Selected text:
□ □ □ □ □ □ □
The single biggest challenge was dealing with partners & team members that lost focus or commitment along the way, creating internal roadblocks to our progress. While living in paradise sounds great, it can be distracting and lead to people confusing priorities. We now have an unstoppable team of incredibly talented people that are all committed to the vision and the hard-work culture of Maderas. We all live here so we can achieve great things while living in paradise, but it’s important to remember that paradise is just the backdrop to the story of Maderas. Advice: Start your first project in a location where you love to live so you’re able to grow slowly and organically, while having patience with delays, internal conflicts, and determining which clientele is right for the culture you’re trying to cultivate.
Did you always have a passion for hotels and hospitality or was it something you fell into by chance?
I’ve never really liked hotels. They’ve always felt sterile and full of people that don’t feel at home; people’s excitement is always dwarfed by their nervousness. My passion is conversation. I just want to be able to sit down every night to a dinner party of friends and interesting people sharing ideas and meaningful conversations. We started with this, then worked backwards to integrate this culture into every aspect of the hospitality experience.
What would your dream project look like?
We just kicked off our new recording studio with a collaboration between MGMT, Ariel Pink, and Connan Mockasin. We’re rolling out Maderas Radio in the New Year. We just did a permanent art installation of 15 Stalagmites around our gardens with Tofer Chin. We’re building a new 35 person yoga studio and performance space. We’re planning out Maderas Music Fest, designing 16 new units and 2 Villas. We’re 80% booked for 2015. I surf 4-5 times a week at sunset. I have a girlfriend I love, a business partner that I trust with my life and I’m surrounded by friends, babes, interesting characters, and a team of people more talented than me. I can’t imagine a project that could be more of a dream than this is right now.
What’s the biggest change you have seen in the industry in the last five to ten years?
There’s been an increase in demand for a hotel to have a personality; to feel like a place where you can put your feet up and have a real conversation with someone you care about listening to. Members of Gen Y grew up backpacking and now want nicer accommodations, great amenities, and quality, healthy food but refuse to give up that comfortable atmosphere where making new relationships with interesting people is easy. This has created more demand for curation of clientele than ever before; it’s no longer just about providing a clean room and a warm meal, it’s about facilitating a meaningful conversation between like-minded people.
□ □ □ □ □ □ □
What the exercise asks: Quote the Maderas interview word for word, starting at "The single biggest" and ending at "trying to cultivate.". The lines that come next have no part in this.

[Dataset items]
□ □ □ □ □ □ □
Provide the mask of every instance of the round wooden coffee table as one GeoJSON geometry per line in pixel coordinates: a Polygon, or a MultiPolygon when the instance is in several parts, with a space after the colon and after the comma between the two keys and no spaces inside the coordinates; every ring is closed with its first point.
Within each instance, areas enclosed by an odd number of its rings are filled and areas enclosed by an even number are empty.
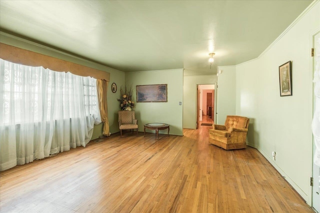
{"type": "Polygon", "coordinates": [[[156,140],[158,140],[158,135],[159,135],[159,130],[164,129],[168,129],[168,136],[169,136],[169,131],[170,131],[170,125],[162,123],[150,123],[144,124],[144,135],[146,136],[146,128],[156,130],[156,140]]]}

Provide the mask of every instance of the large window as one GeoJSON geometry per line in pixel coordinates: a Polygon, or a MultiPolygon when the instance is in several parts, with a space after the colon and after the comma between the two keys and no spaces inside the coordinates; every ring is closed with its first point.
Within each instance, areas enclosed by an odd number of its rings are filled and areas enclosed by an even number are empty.
{"type": "Polygon", "coordinates": [[[101,122],[96,79],[0,65],[0,171],[86,146],[101,122]]]}

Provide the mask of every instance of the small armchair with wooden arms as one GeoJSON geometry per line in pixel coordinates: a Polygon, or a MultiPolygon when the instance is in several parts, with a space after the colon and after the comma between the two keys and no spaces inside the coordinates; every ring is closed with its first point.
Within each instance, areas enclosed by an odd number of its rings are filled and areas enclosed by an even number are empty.
{"type": "Polygon", "coordinates": [[[249,120],[246,117],[227,116],[224,125],[212,124],[213,129],[209,130],[209,143],[226,150],[245,148],[249,120]]]}
{"type": "Polygon", "coordinates": [[[136,129],[136,135],[138,135],[138,121],[136,119],[134,111],[120,111],[118,116],[120,137],[122,137],[122,130],[132,130],[134,134],[134,130],[136,129]]]}

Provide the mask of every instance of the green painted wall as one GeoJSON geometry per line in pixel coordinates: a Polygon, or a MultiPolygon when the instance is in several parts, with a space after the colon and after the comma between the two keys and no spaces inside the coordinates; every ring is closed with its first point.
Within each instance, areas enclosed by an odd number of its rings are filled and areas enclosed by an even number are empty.
{"type": "Polygon", "coordinates": [[[224,125],[227,115],[236,115],[236,66],[218,66],[217,124],[224,125]]]}
{"type": "Polygon", "coordinates": [[[320,30],[320,1],[315,3],[258,58],[236,67],[236,111],[250,118],[248,144],[257,148],[309,205],[313,95],[310,49],[313,35],[320,30]],[[292,95],[280,97],[278,66],[290,60],[292,95]]]}
{"type": "MultiPolygon", "coordinates": [[[[115,82],[118,88],[124,85],[124,73],[86,59],[68,54],[54,49],[18,38],[16,36],[0,32],[0,42],[12,46],[21,48],[34,52],[54,57],[60,59],[70,61],[84,66],[92,67],[110,73],[110,82],[108,88],[107,101],[108,104],[108,119],[112,134],[119,131],[118,123],[118,106],[116,97],[119,94],[118,90],[113,93],[110,90],[111,84],[115,82]],[[116,101],[114,100],[116,99],[116,101]]],[[[98,138],[102,135],[102,124],[95,125],[92,140],[98,138]]]]}
{"type": "Polygon", "coordinates": [[[216,75],[192,75],[184,77],[184,128],[196,129],[196,85],[216,84],[216,75]]]}
{"type": "MultiPolygon", "coordinates": [[[[167,102],[136,103],[134,109],[138,120],[140,132],[144,131],[145,124],[162,122],[170,125],[170,135],[183,135],[182,106],[179,105],[179,102],[182,102],[183,99],[183,74],[182,69],[126,73],[126,84],[134,89],[134,101],[136,100],[136,85],[168,84],[167,102]]],[[[118,107],[120,109],[120,106],[118,107]]],[[[168,132],[163,130],[159,132],[166,134],[168,132]]]]}

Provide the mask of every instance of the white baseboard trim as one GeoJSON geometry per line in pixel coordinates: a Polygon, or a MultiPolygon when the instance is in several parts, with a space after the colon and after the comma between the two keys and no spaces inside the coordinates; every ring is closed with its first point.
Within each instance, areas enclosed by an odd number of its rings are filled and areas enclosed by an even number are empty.
{"type": "Polygon", "coordinates": [[[306,203],[307,203],[309,206],[311,206],[311,204],[308,204],[307,202],[307,201],[308,201],[308,196],[299,187],[298,185],[297,185],[291,179],[290,177],[286,174],[286,173],[282,170],[280,167],[279,167],[276,164],[274,163],[274,162],[269,157],[269,156],[266,154],[263,150],[260,149],[257,146],[256,146],[254,144],[250,144],[250,143],[247,143],[246,145],[250,147],[254,148],[256,149],[256,150],[259,151],[260,153],[264,156],[264,158],[266,159],[267,161],[271,164],[271,165],[276,169],[276,170],[280,173],[284,180],[286,180],[288,183],[291,185],[291,186],[296,191],[296,192],[301,196],[301,197],[304,200],[306,203]]]}

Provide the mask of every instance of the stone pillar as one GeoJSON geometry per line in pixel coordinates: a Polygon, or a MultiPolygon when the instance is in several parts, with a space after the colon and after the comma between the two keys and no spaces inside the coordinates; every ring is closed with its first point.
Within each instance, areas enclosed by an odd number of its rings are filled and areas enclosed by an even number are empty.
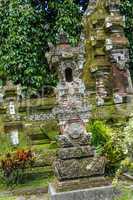
{"type": "Polygon", "coordinates": [[[10,142],[13,146],[19,145],[19,129],[22,128],[20,117],[18,115],[18,86],[8,81],[4,87],[4,100],[6,104],[6,119],[4,122],[5,132],[10,136],[10,142]]]}
{"type": "MultiPolygon", "coordinates": [[[[96,156],[95,149],[90,145],[90,134],[85,128],[91,109],[81,80],[84,48],[80,45],[71,47],[67,42],[64,45],[61,43],[54,50],[52,48],[47,57],[51,66],[55,64],[52,63],[55,57],[58,60],[58,106],[54,112],[61,130],[60,148],[54,163],[56,180],[49,186],[50,197],[52,200],[77,200],[74,196],[70,198],[66,193],[64,196],[60,192],[77,193],[78,190],[108,184],[104,178],[106,159],[96,156]],[[81,58],[82,66],[79,62],[81,58]]],[[[88,198],[82,198],[83,191],[79,199],[87,200],[88,198]]]]}

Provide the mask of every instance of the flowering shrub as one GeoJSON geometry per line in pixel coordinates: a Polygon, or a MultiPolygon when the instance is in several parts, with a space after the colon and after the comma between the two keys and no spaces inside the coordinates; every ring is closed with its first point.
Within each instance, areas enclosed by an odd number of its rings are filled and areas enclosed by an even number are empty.
{"type": "Polygon", "coordinates": [[[31,150],[18,150],[15,154],[6,154],[1,160],[3,179],[8,186],[21,183],[24,170],[32,166],[34,156],[31,150]]]}

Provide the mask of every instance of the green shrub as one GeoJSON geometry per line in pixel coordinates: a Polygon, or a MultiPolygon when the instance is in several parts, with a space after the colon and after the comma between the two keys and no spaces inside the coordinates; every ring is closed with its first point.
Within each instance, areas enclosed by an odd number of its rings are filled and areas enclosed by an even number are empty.
{"type": "Polygon", "coordinates": [[[114,174],[125,158],[122,132],[113,130],[105,122],[98,120],[90,123],[87,129],[92,133],[92,144],[96,147],[96,152],[107,159],[106,173],[114,174]]]}
{"type": "Polygon", "coordinates": [[[122,195],[115,200],[133,200],[133,191],[130,189],[124,189],[122,195]]]}

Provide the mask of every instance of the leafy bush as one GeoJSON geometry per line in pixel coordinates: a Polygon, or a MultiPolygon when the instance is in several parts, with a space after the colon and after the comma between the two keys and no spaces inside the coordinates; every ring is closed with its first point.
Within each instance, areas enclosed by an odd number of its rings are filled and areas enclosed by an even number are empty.
{"type": "Polygon", "coordinates": [[[15,154],[7,153],[1,160],[3,179],[7,186],[21,183],[24,170],[32,166],[34,161],[30,150],[18,150],[15,154]]]}
{"type": "Polygon", "coordinates": [[[115,200],[133,200],[133,191],[130,189],[123,189],[122,195],[115,200]]]}
{"type": "Polygon", "coordinates": [[[88,129],[92,133],[92,144],[97,153],[107,158],[106,173],[112,175],[125,158],[123,134],[98,120],[90,123],[88,129]]]}
{"type": "Polygon", "coordinates": [[[50,12],[37,2],[45,1],[0,1],[0,72],[29,89],[56,85],[57,73],[49,70],[45,58],[48,42],[56,44],[63,30],[75,45],[81,27],[73,0],[48,1],[50,12]]]}

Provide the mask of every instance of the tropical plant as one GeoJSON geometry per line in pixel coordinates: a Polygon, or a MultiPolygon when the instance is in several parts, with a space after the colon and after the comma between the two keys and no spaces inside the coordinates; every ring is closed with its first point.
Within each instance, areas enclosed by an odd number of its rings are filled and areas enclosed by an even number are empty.
{"type": "Polygon", "coordinates": [[[0,71],[33,89],[57,83],[45,58],[48,42],[56,44],[61,30],[72,45],[80,35],[81,14],[73,0],[45,2],[0,1],[0,71]]]}
{"type": "Polygon", "coordinates": [[[88,130],[92,133],[92,144],[96,147],[97,153],[107,159],[106,173],[114,174],[125,158],[124,135],[98,120],[90,123],[88,130]]]}
{"type": "Polygon", "coordinates": [[[21,183],[24,170],[32,166],[34,156],[31,150],[18,150],[15,154],[7,153],[1,160],[3,180],[7,186],[21,183]]]}

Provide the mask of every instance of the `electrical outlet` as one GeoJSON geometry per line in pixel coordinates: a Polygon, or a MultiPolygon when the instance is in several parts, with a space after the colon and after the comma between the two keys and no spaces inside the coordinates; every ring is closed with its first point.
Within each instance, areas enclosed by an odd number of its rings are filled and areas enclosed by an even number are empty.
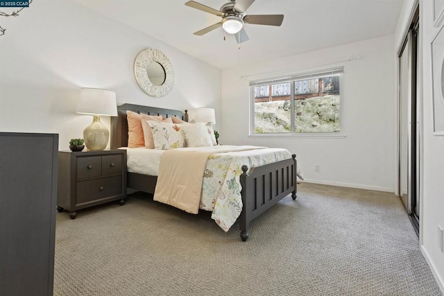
□ □ □ □ □ □ □
Solution below:
The single biggest challenge was dealing with partners & team members that lost focus or commitment along the way, creating internal roadblocks to our progress. While living in paradise sounds great, it can be distracting and lead to people confusing priorities. We now have an unstoppable team of incredibly talented people that are all committed to the vision and the hard-work culture of Maderas. We all live here so we can achieve great things while living in paradise, but it’s important to remember that paradise is just the backdrop to the story of Maderas. Advice: Start your first project in a location where you love to live so you’re able to grow slowly and organically, while having patience with delays, internal conflicts, and determining which clientele is right for the culture you’re trying to cultivate.